● **Page**
>>>>

Interesting, I've never noticed that in a piston gun. Ive also never used a SCAR, let alone suppressed.


----------



## policemedic (Jan 3, 2012)

Etype said:


> No, I mean piston guns. The heat stops in the piston, which is right under your support hand. SCARs in particular get very hot near the front sight when you shoot them suppressed.


 
That's very interesting to me as well.  In your experience, does that happen only when suppressed and is it unique to the SCAR?  I've got a lot of rounds through LWRCi rifles, and never noticed a heat buildup.  But then again, I don't shoot suppressed and that changes the dynamics of the gas discharge considerably.


----------



## Diamondback 2/2 (Jan 3, 2012)

A suppresser being used at high rates of fire is going to make any gun run hotter due to the gases being trapped in the bore/suppresser longer. Pistons disperse gas and heat at the gas port, which is normally under the hand guards for most piston shoulder fired rifles. This leads to the hand guards feeling hotter as Etype pointed out. It just as common with the M249 and the M240, the front ends start glowing hot and the heat is much more intense around the gas tube/gas port.


----------



## redmedic86 (Jan 3, 2012)

Etype said:


> Piston guns (SCAR), especially when suppressed, get so hot in the hand guard that you have to wear gloves to shoot them. My hand is never over the bolt so it doesn't matter when I shoot gas direct guns- it's all a tradeoff. Piston guns also have "push-pull" recoil because of the greater reciprocating mass- slower to shoot.
> 
> As for the Tremor, the H-58 is awesome, and it's basically an H-58 ver 2.0- awesomer. It would be great if we started getting Nightforce optics with H-58 or Tremors on the SPRs.


 
That's why the SCAR sucks when it comes to follow on shot's because the damn thing is so unpredictable.  But I love the way the REPR holds are group.  The Tremor on the SAS is a bad ass combo though.  I shot it for a few days and fell in love with it.  Were supposed to be getting Schmidt-Bender scopes with the Tremor 2 in it but we'll see.

<<<<

● **Required actions**
1 > In the forum thread about piston guns, where do pistons disperse gas and heat?
2 > Duplicate the part of the forum thread that begins at the words "A suppresser being" and ends after "redmedic86 (Jan 3, 2012)".
The records are separate material with no connection to the forum thread.

(Location annotation dataset excerpts)
>>>>

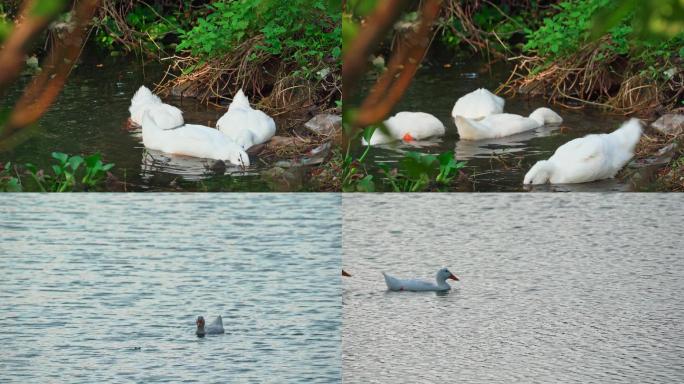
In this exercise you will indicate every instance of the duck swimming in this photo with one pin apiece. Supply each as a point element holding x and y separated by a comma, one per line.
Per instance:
<point>478,104</point>
<point>407,126</point>
<point>244,125</point>
<point>144,100</point>
<point>504,124</point>
<point>589,158</point>
<point>188,139</point>
<point>215,328</point>
<point>394,284</point>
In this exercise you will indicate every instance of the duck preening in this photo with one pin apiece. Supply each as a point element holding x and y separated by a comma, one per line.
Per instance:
<point>478,104</point>
<point>407,126</point>
<point>188,139</point>
<point>144,100</point>
<point>589,158</point>
<point>394,284</point>
<point>215,328</point>
<point>245,125</point>
<point>504,124</point>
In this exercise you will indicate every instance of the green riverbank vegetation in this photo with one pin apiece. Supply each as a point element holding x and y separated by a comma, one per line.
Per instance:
<point>625,56</point>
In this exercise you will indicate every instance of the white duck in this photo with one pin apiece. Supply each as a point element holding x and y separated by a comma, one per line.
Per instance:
<point>144,100</point>
<point>478,104</point>
<point>215,328</point>
<point>504,124</point>
<point>589,158</point>
<point>189,139</point>
<point>408,126</point>
<point>394,284</point>
<point>244,125</point>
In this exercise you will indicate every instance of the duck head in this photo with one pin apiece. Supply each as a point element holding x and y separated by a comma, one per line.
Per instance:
<point>444,274</point>
<point>200,326</point>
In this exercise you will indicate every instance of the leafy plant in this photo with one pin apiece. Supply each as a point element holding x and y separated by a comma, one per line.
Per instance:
<point>354,174</point>
<point>8,181</point>
<point>418,172</point>
<point>70,173</point>
<point>305,32</point>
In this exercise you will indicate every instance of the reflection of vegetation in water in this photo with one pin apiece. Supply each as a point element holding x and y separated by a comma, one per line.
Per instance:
<point>70,173</point>
<point>415,172</point>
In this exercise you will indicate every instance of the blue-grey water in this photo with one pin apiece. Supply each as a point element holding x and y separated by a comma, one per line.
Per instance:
<point>104,288</point>
<point>554,289</point>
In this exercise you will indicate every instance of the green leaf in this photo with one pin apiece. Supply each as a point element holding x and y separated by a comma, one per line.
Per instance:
<point>61,157</point>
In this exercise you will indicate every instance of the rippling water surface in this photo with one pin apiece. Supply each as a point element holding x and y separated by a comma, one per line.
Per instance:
<point>579,289</point>
<point>103,288</point>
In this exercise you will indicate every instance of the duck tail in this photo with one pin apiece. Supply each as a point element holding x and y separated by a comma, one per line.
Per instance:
<point>240,100</point>
<point>144,96</point>
<point>148,122</point>
<point>467,129</point>
<point>628,135</point>
<point>545,116</point>
<point>540,173</point>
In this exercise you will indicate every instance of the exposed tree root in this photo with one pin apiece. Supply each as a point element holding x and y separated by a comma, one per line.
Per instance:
<point>594,76</point>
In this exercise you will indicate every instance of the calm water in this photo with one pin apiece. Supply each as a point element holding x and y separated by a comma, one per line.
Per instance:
<point>101,288</point>
<point>497,164</point>
<point>90,116</point>
<point>553,289</point>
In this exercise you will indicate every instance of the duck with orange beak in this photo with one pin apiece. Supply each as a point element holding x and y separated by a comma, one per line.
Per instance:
<point>413,285</point>
<point>215,328</point>
<point>408,127</point>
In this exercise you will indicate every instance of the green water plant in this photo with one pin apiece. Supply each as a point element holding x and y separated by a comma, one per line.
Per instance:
<point>355,177</point>
<point>70,173</point>
<point>9,180</point>
<point>419,172</point>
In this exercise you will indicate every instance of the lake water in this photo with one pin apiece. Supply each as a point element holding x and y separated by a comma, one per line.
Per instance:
<point>496,164</point>
<point>106,288</point>
<point>554,288</point>
<point>90,116</point>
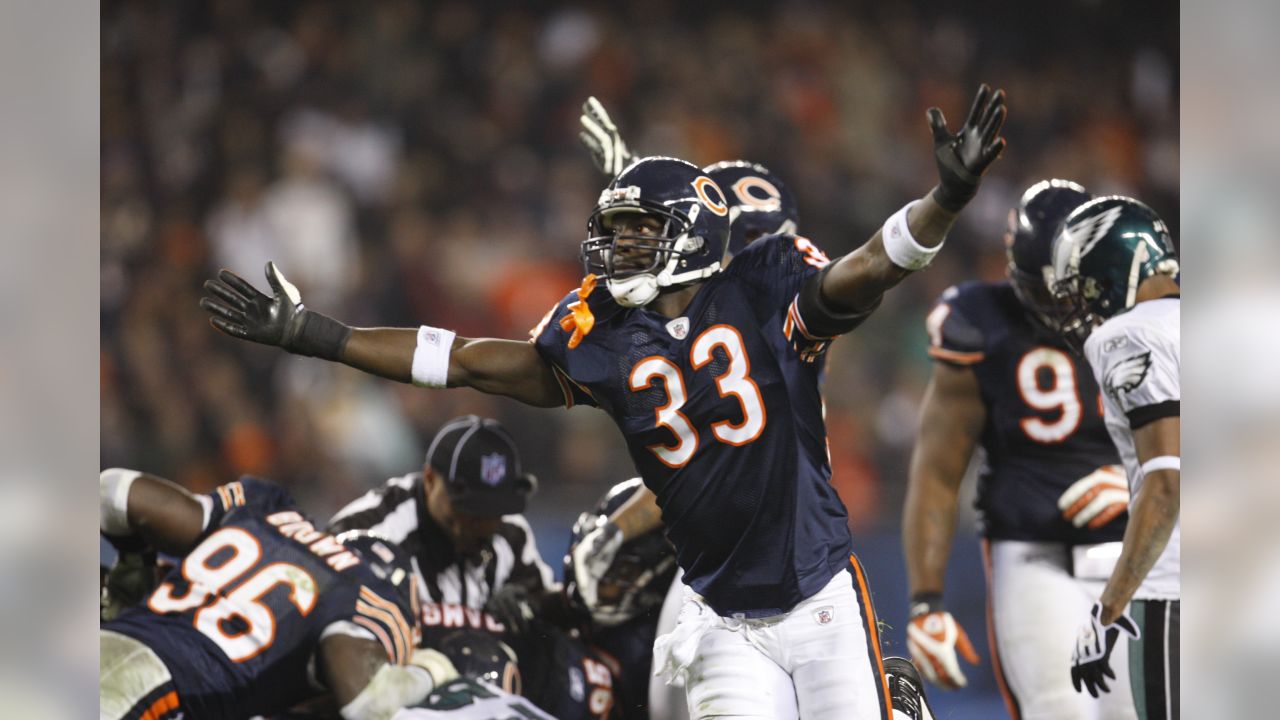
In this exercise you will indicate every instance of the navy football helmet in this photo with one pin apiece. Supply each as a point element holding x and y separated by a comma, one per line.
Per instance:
<point>1032,227</point>
<point>480,655</point>
<point>389,563</point>
<point>1102,254</point>
<point>690,246</point>
<point>640,574</point>
<point>759,203</point>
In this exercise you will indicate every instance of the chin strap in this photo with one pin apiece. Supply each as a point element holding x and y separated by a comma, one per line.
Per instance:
<point>580,320</point>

<<<<

● **Replies**
1 > At the gas port, which is normally under the hand guards for most piston shoulder-fired rifles.

2 >
A suppresser being used at high rates of fire is going to make any gun run hotter due to the gases being trapped in the bore/suppresser longer. Pistons disperse gas and heat at the gas port, which is normally under the hand guards for most piston shoulder fired rifles. This leads to the hand guards feeling hotter as Etype pointed out. It just as common with the M249 and the M240, the front ends start glowing hot and the heat is much more intense around the gas tube/gas port.


----------



## redmedic86 (Jan 3, 2012)